* **Instruction**: Please copy the listing from the line containing "the blue ribbon." through its end, inclusive, substituting "streamer" for "ribbon" and leaving everything else unchanged.

* **Data lines**:
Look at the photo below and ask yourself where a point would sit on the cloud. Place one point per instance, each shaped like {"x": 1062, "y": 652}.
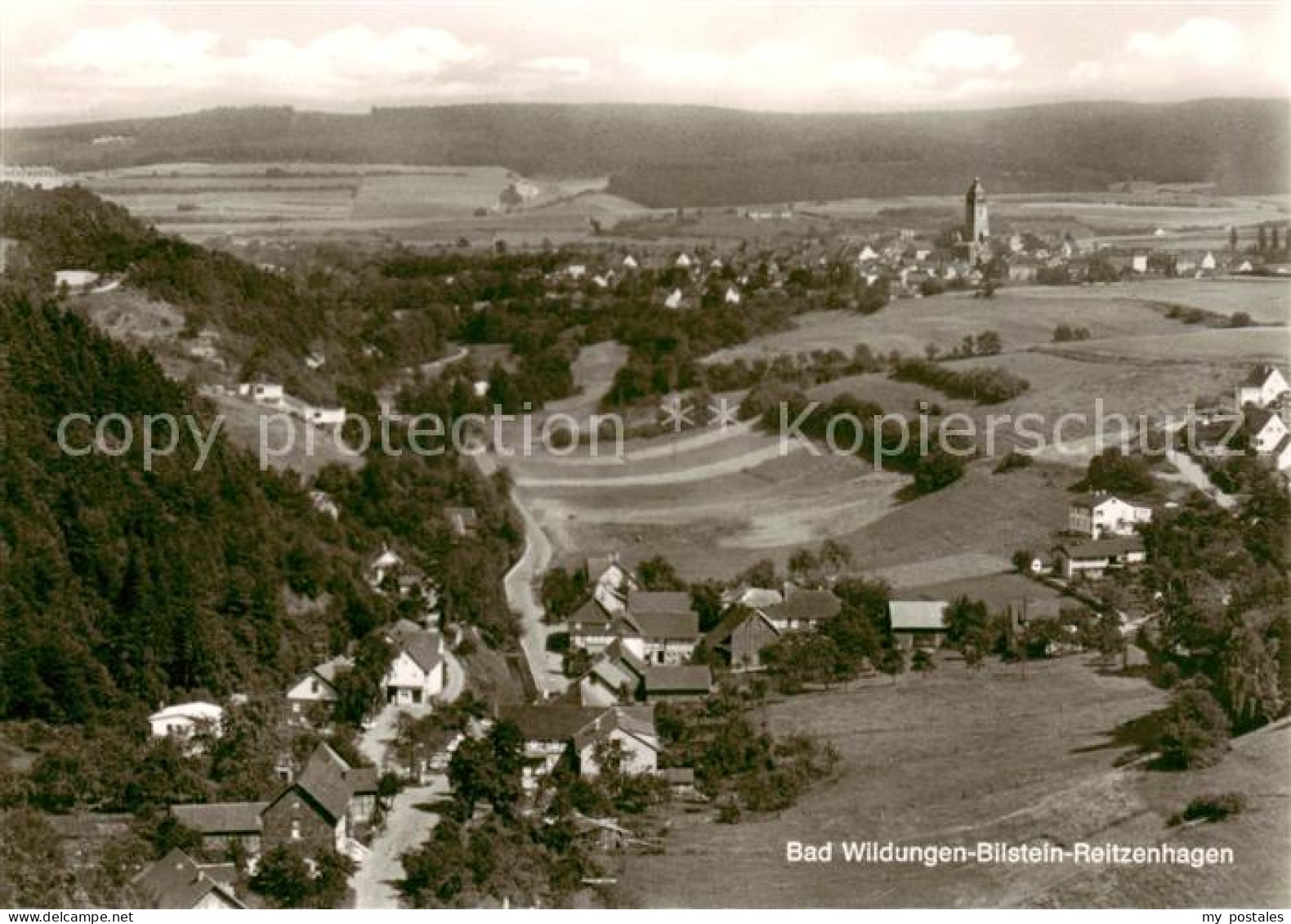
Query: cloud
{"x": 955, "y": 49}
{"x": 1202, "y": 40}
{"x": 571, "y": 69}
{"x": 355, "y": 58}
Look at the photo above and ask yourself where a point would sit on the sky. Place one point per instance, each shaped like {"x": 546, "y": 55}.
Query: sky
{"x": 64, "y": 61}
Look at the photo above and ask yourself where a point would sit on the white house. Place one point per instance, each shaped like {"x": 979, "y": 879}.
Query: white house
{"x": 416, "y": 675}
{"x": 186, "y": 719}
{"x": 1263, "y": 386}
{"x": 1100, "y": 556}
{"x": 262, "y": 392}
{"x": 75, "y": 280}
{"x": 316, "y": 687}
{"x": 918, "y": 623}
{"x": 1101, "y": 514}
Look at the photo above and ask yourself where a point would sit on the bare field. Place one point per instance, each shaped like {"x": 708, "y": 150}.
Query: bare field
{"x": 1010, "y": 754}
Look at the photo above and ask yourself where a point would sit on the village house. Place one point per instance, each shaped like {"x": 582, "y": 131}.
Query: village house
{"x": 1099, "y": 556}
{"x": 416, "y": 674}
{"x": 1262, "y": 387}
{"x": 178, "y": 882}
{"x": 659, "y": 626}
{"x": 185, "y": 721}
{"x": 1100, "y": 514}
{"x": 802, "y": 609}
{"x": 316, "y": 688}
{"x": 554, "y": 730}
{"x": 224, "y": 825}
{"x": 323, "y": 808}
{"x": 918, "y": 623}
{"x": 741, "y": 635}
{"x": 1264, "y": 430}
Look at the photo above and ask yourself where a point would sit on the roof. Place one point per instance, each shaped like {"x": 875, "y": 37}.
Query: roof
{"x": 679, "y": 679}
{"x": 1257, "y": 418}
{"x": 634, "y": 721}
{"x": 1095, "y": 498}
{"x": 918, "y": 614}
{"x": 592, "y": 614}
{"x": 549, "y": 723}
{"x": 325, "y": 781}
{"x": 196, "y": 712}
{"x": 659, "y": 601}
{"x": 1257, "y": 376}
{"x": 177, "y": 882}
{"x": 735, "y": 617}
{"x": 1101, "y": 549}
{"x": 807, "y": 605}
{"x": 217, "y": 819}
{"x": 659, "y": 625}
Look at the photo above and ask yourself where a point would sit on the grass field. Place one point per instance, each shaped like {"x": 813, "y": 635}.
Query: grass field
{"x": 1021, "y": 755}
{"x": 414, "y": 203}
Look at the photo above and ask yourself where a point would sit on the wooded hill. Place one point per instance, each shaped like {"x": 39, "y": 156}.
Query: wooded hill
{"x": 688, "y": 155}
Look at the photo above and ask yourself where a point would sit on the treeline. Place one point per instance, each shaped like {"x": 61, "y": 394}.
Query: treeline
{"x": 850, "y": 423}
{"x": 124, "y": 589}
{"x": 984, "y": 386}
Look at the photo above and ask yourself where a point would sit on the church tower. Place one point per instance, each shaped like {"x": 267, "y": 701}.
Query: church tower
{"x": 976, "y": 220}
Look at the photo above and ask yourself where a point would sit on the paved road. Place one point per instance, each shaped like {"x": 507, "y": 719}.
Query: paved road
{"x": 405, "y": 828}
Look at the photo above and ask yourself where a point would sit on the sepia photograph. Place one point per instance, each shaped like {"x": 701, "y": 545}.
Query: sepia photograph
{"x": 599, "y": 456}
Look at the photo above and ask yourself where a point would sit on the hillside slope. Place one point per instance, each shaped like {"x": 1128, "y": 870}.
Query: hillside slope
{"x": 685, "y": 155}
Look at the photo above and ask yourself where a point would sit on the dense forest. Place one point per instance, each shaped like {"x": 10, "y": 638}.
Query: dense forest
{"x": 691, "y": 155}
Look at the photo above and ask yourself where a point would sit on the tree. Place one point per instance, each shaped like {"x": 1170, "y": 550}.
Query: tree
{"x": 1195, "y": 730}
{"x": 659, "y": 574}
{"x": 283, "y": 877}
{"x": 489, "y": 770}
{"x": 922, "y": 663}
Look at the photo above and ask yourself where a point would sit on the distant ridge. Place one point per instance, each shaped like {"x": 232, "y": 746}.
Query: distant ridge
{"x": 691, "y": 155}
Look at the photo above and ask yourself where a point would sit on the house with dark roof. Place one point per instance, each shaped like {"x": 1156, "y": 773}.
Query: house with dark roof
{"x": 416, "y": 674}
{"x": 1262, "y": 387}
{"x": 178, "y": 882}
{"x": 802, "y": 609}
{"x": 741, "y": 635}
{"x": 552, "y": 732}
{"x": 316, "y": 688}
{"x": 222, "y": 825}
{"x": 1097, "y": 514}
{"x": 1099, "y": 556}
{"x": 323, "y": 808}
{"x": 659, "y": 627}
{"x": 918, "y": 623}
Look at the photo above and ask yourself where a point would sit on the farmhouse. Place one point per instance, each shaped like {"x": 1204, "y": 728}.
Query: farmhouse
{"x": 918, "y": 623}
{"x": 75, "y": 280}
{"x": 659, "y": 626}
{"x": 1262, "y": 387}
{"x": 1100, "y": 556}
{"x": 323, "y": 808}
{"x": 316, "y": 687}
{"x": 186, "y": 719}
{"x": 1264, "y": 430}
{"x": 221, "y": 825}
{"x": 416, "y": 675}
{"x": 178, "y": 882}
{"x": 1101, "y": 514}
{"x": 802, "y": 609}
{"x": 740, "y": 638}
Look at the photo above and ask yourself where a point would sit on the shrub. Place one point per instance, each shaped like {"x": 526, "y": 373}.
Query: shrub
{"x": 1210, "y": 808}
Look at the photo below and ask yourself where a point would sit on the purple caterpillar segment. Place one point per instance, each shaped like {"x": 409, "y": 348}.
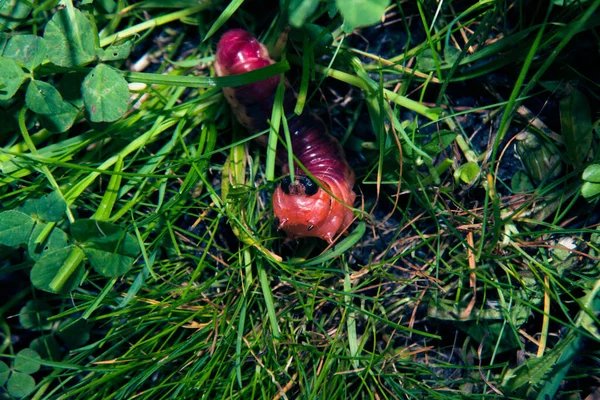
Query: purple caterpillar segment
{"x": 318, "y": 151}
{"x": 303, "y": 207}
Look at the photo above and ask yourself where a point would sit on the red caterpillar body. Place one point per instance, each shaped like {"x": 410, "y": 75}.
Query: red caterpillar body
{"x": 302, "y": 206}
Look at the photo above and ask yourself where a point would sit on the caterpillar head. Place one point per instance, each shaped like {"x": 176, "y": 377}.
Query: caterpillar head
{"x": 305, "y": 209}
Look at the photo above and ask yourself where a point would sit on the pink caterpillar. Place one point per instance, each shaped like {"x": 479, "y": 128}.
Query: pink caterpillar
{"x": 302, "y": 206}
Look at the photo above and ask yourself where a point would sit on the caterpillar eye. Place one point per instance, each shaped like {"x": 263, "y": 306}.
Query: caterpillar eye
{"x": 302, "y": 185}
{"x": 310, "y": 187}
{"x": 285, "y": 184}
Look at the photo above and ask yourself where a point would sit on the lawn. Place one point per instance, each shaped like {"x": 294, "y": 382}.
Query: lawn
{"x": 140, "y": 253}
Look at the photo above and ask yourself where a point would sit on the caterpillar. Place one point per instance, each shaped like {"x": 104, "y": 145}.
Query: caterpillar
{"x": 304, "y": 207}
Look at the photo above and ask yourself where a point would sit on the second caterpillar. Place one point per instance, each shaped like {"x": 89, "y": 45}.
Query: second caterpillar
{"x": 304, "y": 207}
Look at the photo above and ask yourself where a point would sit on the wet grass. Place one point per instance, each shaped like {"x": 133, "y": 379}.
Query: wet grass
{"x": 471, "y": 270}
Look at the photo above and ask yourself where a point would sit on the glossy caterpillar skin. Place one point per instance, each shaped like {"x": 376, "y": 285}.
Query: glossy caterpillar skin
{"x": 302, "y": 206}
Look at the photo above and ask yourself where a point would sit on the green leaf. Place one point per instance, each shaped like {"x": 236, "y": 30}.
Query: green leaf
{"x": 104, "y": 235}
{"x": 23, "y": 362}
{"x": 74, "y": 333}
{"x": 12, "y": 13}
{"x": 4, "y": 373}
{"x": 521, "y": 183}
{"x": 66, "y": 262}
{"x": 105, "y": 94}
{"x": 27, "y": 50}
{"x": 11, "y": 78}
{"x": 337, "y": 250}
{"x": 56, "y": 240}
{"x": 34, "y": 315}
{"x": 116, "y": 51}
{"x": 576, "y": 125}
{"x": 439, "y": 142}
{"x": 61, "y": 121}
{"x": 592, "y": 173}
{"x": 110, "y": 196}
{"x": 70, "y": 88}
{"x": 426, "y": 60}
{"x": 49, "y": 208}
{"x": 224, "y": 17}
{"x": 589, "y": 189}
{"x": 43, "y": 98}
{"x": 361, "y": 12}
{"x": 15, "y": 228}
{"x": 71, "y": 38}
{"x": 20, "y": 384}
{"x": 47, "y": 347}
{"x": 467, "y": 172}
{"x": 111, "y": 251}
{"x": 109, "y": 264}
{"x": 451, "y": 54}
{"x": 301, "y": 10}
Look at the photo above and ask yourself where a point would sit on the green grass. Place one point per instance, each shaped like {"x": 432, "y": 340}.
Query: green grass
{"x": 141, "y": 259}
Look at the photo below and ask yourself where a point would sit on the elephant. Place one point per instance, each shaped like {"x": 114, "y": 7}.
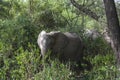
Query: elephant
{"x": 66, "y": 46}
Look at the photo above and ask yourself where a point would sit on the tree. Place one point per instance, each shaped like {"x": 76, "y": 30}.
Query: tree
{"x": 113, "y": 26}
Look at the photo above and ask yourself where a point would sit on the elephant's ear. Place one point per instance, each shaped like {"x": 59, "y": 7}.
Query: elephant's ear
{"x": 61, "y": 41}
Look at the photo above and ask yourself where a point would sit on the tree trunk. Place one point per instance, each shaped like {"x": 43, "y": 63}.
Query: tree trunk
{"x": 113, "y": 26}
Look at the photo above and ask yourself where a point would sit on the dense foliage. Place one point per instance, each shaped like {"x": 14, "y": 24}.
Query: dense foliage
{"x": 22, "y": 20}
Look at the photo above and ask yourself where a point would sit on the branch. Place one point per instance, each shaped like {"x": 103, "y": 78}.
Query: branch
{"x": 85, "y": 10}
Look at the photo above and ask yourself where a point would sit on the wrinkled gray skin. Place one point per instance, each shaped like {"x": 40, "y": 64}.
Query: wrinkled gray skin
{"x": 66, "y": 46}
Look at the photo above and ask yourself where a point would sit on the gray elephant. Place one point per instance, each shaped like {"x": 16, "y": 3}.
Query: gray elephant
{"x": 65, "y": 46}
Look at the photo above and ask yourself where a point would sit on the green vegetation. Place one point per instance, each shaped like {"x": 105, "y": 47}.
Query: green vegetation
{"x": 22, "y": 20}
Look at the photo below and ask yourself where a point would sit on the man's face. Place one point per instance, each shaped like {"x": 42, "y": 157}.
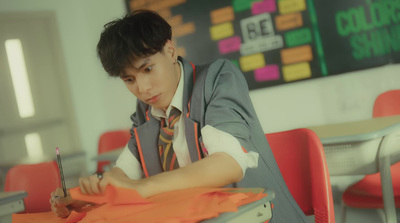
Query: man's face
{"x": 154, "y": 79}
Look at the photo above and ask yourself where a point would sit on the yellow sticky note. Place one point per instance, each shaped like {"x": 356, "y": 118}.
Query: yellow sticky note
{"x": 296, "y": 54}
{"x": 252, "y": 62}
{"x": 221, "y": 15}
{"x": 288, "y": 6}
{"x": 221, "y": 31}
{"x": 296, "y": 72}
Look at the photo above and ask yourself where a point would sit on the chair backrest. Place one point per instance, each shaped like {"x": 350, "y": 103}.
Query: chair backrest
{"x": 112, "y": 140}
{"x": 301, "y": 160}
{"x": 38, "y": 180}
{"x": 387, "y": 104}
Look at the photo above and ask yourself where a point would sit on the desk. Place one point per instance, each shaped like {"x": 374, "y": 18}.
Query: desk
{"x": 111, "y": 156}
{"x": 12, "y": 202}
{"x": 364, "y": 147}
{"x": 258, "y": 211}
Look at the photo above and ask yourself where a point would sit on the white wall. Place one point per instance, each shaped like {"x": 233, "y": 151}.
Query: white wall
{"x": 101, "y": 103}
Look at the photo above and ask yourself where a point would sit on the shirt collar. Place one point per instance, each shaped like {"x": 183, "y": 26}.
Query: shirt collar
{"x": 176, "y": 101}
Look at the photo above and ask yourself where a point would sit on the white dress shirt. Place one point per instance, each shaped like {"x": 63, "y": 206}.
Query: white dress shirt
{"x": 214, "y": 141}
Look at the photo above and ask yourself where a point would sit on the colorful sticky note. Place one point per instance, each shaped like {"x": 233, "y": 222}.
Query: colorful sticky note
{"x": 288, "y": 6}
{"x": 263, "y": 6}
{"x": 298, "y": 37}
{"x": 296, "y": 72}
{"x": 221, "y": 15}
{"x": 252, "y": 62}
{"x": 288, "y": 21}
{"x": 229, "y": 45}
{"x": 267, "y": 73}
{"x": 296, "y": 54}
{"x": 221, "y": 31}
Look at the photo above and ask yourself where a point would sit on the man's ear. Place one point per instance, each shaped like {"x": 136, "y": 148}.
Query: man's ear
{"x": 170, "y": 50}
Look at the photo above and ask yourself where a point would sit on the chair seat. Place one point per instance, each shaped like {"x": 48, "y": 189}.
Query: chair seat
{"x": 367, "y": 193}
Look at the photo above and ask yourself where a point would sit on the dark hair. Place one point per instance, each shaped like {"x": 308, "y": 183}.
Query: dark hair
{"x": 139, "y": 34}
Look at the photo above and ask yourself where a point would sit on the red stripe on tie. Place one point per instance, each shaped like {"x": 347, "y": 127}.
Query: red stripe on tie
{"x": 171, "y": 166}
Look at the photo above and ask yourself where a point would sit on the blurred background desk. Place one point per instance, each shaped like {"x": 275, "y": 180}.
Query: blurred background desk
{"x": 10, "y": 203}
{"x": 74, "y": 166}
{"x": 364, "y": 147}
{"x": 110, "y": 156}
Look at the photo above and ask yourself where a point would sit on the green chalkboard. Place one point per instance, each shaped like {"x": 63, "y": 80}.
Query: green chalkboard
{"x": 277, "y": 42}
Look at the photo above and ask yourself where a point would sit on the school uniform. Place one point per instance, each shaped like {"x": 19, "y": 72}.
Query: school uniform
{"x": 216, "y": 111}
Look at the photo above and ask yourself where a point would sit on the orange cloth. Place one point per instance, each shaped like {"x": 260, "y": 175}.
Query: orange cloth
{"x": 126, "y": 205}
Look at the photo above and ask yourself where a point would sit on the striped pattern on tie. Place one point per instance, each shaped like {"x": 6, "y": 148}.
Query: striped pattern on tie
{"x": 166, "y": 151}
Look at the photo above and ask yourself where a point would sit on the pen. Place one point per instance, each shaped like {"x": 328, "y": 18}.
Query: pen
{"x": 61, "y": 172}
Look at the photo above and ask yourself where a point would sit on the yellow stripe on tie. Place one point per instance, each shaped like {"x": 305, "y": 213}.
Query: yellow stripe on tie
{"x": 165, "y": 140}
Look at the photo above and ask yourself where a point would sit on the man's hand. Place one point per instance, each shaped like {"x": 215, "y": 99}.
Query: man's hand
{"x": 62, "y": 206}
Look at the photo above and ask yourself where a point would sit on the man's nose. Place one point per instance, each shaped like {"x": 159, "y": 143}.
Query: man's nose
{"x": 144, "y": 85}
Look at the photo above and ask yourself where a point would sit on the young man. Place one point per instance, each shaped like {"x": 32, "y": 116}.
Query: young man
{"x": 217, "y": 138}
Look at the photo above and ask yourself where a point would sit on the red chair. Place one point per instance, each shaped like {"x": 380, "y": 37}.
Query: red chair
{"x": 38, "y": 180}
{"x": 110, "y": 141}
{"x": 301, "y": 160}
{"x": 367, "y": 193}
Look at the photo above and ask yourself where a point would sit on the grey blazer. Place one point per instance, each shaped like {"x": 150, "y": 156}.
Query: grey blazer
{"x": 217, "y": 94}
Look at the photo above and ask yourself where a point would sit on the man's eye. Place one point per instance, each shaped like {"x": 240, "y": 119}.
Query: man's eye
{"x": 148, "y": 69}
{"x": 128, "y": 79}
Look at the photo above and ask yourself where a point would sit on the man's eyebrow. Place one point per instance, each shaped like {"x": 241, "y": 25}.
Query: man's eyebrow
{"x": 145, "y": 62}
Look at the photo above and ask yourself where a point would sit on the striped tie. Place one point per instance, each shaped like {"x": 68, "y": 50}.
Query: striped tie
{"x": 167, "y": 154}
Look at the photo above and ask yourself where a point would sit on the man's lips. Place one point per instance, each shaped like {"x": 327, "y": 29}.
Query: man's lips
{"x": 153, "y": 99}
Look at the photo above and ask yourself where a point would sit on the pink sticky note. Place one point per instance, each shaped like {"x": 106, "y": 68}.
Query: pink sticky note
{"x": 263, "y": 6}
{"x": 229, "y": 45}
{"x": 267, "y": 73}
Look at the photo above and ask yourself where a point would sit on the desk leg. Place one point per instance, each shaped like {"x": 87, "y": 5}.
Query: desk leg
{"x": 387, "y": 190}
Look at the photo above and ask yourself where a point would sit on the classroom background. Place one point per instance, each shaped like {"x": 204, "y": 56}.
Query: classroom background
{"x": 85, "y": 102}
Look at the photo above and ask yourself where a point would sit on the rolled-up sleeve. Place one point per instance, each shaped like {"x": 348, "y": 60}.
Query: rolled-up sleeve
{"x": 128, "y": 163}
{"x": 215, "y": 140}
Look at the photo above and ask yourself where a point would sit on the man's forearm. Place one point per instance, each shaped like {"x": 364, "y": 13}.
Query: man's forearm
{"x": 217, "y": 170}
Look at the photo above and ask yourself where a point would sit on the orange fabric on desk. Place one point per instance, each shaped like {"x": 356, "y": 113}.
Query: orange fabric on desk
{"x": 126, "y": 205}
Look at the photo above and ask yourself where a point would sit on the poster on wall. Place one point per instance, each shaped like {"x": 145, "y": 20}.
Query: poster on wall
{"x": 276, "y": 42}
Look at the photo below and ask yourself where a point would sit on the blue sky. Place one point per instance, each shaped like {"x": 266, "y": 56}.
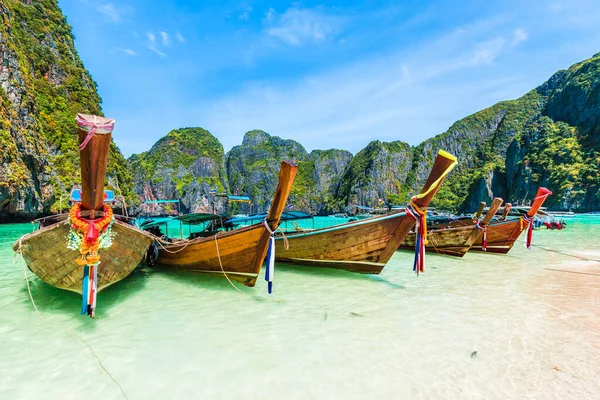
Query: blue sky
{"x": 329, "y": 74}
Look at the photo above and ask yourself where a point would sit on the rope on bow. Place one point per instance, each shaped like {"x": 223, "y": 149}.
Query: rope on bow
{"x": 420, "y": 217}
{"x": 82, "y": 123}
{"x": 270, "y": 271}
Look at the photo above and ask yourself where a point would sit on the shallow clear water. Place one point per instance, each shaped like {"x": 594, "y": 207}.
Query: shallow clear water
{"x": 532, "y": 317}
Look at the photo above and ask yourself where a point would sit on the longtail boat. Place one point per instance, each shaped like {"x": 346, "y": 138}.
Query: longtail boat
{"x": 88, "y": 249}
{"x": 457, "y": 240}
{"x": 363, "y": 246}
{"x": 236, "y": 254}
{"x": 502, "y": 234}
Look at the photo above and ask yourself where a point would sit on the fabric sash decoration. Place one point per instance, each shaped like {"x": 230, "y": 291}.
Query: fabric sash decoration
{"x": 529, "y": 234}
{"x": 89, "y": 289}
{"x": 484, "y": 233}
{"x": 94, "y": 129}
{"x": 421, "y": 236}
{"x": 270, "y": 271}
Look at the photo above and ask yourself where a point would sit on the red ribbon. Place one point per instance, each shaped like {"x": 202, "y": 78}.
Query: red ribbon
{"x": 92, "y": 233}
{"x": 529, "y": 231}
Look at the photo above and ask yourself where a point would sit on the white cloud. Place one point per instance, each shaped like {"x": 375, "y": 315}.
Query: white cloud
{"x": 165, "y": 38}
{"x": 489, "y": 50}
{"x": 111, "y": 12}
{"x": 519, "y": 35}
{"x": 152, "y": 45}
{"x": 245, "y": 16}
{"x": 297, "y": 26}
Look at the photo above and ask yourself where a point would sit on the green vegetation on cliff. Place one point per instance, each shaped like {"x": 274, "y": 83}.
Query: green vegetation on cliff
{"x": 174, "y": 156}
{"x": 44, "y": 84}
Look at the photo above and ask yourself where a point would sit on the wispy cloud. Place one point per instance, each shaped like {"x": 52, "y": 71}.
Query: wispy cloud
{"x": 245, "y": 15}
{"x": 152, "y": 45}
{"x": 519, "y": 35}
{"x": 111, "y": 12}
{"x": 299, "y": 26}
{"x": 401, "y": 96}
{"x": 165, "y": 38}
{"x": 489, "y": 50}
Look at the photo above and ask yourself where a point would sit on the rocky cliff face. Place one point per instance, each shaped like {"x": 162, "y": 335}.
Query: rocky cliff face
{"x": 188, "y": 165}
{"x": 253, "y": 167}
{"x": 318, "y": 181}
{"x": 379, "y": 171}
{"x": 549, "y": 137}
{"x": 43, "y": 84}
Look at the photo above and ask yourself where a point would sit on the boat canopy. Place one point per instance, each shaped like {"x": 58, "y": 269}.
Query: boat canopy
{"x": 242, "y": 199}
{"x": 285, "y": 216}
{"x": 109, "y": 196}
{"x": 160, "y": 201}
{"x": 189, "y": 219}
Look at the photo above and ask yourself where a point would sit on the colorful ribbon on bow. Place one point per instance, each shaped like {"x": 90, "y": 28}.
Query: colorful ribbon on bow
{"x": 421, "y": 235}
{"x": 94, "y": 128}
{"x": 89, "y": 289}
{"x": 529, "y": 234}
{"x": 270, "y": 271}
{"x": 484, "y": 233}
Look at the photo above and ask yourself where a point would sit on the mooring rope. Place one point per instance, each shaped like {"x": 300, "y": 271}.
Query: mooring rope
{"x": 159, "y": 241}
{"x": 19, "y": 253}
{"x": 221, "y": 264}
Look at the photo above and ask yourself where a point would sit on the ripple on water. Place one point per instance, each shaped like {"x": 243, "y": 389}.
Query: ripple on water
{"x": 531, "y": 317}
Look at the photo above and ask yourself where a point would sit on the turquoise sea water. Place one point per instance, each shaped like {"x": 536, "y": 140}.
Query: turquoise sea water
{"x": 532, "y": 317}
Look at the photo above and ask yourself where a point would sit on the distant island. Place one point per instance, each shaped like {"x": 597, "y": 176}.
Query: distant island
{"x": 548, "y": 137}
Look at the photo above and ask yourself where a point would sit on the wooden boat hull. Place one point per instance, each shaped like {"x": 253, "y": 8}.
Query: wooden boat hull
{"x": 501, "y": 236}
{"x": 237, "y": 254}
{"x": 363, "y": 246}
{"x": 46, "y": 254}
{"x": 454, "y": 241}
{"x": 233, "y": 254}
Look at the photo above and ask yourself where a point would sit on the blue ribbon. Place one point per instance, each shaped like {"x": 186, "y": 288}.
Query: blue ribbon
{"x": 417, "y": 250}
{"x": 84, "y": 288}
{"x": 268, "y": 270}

* **Final result**:
Look at the photo above and ask yourself where a point would sit on the blue streamer. Place one point per instance, each shaped like {"x": 186, "y": 288}.
Query: blue streamer
{"x": 417, "y": 250}
{"x": 84, "y": 288}
{"x": 268, "y": 270}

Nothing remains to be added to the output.